Text block:
----------

• The Cooperstown Trip

    Posted by on September 12th, 2005 · Comments (12)

    As promised, I have some pictures to share – if you’re interested.

    Comments on The Cooperstown Trip

    1. Raf
      September 12th, 2005 | 1:03 pm

      Awesome (:

      As many times as I’ve been there, I never get tired of it.

    2. September 12th, 2005 | 2:02 pm

      Steve, you know it’s okay to smile for the camera. :)

      Good stuff. I was last there during the 2001 World Series (we supposedly stayed in Bobby Murcer’s favorite room in the bed and breakfast we chose). That late in the year, the place is a ghost town, which is kind of appropriate considering the baseball ghosts that lurk there.

      That said, this reminds me of a news report I saw recently about how the townsfolk of Cooperstown are getting frustrated with everything being about baseball. I guess a lot of those memorabilia shops were regular type stores until recently and now the townsfolk are having trouble finding a local place to buy basic items for everyday life.

    3. Raf
      September 12th, 2005 | 2:40 pm

      That’s odd, because there’s a general store and a CVS right there on the main drag…

      I suppose if the townsfolk supported those “regular type” stores, there wouldn’t be as many memorabilia shops?

      Steve, what were the rates at the hotel/B&B where you & your family stayed?

----------

Given data:
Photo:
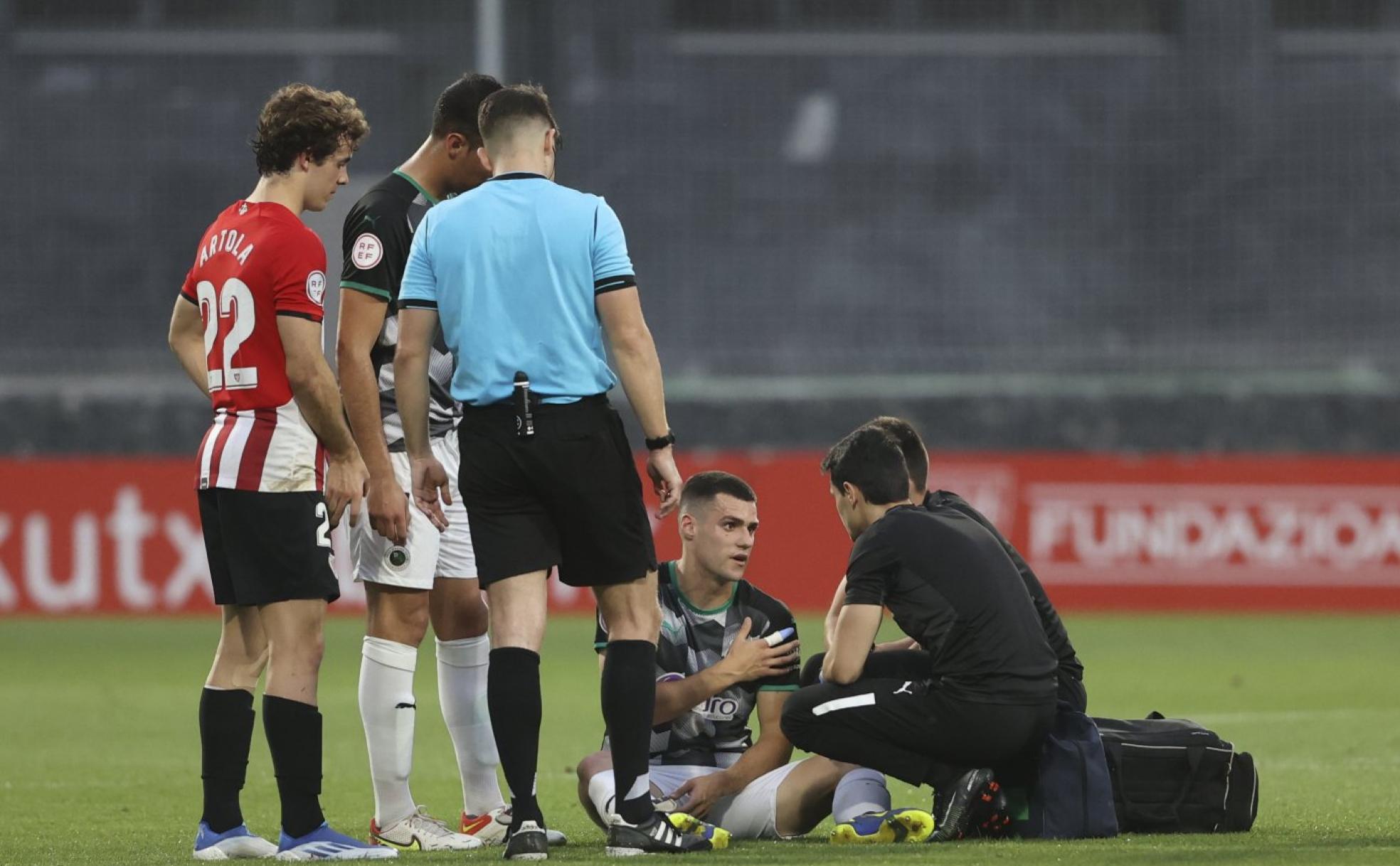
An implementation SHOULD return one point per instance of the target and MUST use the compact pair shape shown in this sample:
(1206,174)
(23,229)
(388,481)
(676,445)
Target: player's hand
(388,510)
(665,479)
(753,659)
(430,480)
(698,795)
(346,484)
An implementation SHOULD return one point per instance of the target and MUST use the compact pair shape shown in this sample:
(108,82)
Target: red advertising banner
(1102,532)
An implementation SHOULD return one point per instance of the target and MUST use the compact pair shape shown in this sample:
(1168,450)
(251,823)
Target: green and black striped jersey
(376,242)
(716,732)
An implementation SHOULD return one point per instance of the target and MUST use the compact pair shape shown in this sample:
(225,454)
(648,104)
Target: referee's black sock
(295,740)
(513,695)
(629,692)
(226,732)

----------

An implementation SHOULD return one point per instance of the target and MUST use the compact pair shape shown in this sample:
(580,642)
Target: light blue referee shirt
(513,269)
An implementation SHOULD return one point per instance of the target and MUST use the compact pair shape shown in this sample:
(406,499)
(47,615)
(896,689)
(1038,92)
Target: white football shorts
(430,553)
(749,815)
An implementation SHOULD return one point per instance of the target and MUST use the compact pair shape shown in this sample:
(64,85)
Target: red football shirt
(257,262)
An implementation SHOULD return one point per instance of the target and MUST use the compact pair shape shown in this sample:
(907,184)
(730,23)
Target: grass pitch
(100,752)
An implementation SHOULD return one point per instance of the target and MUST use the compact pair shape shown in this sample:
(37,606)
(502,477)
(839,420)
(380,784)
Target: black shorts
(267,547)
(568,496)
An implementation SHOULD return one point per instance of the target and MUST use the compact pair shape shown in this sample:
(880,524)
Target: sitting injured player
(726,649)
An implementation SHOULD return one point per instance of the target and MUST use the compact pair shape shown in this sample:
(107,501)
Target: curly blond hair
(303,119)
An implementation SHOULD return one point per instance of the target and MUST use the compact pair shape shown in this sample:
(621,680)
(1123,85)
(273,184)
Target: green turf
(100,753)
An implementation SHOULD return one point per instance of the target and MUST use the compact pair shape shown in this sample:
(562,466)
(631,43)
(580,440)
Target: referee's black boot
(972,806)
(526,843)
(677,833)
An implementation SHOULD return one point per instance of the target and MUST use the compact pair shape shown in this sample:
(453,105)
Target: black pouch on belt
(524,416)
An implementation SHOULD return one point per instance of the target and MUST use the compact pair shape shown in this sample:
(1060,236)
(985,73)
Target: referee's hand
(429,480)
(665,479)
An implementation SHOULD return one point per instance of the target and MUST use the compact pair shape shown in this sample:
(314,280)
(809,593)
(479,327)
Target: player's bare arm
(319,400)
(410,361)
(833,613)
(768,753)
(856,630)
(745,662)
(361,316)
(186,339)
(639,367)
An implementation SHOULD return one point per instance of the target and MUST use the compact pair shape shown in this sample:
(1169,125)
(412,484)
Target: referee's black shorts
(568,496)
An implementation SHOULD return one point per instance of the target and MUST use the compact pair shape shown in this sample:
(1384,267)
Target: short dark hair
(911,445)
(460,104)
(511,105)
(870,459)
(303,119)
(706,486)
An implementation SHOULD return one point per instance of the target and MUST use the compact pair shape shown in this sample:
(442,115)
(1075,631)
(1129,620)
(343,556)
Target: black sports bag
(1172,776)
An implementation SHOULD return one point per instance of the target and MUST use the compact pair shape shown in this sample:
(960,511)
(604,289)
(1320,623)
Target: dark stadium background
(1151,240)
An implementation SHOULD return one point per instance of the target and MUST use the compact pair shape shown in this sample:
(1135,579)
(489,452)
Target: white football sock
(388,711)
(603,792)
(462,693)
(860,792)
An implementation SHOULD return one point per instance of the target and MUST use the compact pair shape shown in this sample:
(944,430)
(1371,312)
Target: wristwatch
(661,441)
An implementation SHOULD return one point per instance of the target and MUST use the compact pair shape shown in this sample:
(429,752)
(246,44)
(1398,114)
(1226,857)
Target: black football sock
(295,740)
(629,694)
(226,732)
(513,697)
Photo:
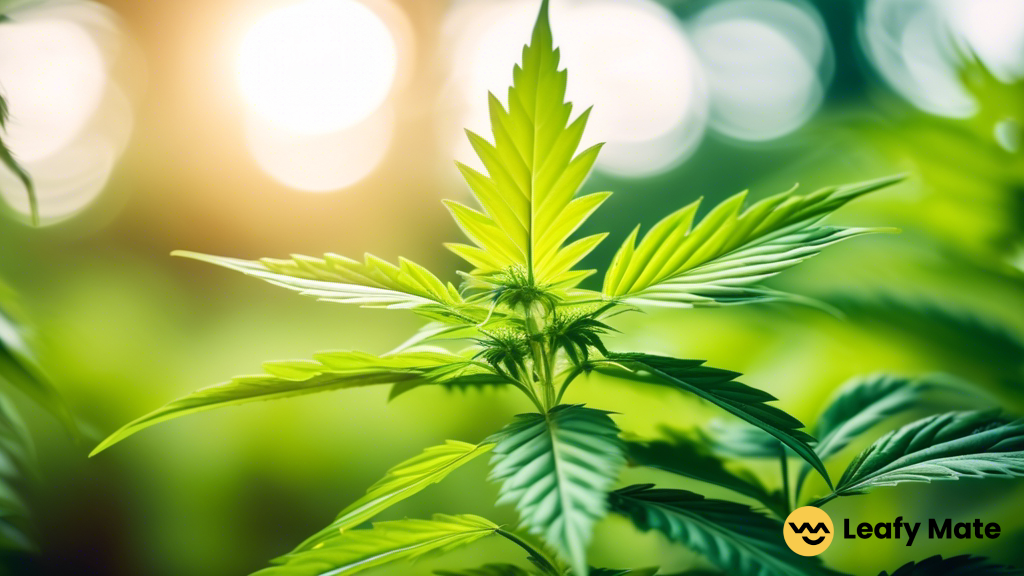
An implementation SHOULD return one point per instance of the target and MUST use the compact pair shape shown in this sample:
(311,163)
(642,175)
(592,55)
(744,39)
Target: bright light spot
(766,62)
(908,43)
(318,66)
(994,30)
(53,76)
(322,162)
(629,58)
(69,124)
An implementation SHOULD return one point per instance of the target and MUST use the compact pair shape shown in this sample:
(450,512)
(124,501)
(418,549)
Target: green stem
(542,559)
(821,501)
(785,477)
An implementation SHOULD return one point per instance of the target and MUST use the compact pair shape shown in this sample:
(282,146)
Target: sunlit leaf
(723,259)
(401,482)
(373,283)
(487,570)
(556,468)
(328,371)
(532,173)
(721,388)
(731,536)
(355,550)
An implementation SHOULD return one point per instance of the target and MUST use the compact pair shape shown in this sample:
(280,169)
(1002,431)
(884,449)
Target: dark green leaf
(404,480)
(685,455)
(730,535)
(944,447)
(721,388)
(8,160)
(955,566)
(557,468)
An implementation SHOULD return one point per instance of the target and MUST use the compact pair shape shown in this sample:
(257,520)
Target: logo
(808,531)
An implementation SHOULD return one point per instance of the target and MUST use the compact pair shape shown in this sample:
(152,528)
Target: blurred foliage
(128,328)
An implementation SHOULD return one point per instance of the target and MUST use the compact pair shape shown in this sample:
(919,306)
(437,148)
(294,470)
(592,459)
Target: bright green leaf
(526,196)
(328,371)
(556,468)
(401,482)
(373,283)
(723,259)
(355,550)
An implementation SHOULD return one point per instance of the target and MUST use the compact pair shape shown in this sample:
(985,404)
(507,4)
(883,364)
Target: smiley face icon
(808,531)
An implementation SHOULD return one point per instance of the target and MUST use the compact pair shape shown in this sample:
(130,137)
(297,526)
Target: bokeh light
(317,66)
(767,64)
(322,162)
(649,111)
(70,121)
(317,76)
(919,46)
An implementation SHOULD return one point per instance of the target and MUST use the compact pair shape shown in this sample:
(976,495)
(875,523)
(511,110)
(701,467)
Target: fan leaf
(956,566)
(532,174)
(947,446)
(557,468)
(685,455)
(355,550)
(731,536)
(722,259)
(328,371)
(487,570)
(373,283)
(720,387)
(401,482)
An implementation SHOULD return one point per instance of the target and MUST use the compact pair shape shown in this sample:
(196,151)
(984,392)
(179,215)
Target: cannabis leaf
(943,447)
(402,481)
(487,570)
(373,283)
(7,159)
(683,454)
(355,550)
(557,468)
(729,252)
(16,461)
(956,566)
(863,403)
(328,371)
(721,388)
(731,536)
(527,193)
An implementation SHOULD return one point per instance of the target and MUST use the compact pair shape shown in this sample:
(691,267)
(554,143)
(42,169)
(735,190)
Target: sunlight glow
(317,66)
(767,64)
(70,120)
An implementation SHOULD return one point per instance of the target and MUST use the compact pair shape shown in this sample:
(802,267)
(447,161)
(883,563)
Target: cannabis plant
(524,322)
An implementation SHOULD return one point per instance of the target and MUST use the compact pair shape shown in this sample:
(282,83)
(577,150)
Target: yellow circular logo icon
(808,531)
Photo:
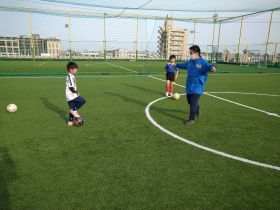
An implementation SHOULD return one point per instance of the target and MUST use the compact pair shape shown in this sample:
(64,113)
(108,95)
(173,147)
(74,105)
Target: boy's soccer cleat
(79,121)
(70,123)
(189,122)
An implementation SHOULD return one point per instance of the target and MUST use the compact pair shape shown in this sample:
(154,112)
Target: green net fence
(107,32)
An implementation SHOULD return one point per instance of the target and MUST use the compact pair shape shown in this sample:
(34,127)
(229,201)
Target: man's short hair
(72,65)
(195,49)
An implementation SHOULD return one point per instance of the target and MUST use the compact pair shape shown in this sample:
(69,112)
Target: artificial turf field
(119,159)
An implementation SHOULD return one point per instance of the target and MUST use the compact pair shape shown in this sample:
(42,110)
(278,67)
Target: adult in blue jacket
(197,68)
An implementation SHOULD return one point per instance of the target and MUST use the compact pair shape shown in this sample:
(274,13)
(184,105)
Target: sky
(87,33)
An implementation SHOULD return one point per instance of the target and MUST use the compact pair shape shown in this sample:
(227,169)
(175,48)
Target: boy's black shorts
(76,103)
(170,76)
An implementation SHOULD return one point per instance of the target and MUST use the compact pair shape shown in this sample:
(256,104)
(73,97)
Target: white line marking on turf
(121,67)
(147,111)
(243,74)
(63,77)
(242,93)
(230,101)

----------

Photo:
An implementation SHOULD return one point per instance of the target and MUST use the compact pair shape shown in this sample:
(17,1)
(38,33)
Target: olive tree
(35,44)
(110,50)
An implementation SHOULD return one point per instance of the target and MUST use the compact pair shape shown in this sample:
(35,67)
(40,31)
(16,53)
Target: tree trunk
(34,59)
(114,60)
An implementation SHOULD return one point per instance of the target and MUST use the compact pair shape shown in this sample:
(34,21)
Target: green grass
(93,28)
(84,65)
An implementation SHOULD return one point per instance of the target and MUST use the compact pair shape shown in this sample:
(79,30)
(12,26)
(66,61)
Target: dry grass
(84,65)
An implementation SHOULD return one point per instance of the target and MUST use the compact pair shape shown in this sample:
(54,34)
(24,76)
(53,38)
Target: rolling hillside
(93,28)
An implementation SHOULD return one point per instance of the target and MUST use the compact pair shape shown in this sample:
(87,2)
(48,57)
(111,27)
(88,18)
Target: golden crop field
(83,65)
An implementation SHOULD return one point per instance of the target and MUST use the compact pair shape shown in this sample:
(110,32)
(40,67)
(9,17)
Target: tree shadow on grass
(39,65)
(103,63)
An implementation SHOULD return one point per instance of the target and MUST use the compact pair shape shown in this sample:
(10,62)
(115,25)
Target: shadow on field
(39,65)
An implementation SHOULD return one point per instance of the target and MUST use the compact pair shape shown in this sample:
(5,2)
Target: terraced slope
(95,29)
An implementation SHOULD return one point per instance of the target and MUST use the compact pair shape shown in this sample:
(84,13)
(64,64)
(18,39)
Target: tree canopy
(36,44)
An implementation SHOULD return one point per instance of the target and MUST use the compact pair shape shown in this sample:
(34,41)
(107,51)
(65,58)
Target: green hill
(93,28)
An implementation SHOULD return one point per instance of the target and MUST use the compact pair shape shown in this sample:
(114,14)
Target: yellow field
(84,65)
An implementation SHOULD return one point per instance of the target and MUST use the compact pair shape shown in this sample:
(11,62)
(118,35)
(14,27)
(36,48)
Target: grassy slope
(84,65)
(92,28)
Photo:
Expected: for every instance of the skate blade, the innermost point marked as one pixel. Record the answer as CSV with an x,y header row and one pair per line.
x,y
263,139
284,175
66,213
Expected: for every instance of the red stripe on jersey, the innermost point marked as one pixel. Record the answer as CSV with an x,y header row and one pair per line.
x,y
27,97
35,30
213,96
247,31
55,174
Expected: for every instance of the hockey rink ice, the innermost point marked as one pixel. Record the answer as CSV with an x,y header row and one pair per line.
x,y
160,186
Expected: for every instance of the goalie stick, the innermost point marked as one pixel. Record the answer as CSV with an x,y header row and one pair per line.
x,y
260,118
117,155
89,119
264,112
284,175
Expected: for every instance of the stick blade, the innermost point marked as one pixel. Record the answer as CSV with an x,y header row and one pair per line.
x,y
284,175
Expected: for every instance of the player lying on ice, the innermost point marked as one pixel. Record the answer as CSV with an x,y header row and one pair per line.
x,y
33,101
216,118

----------

Exercise details:
Answer these about the Cooperstown trip post:
(a) According to the second comment, when was that commenter last in Cooperstown?
(b) Which two stores does Raf say are on the main drag?
(c) How many comments does the post's header line show?

Answer below:
(a) During the 2001 World Series.
(b) A general store and a CVS.
(c) 12.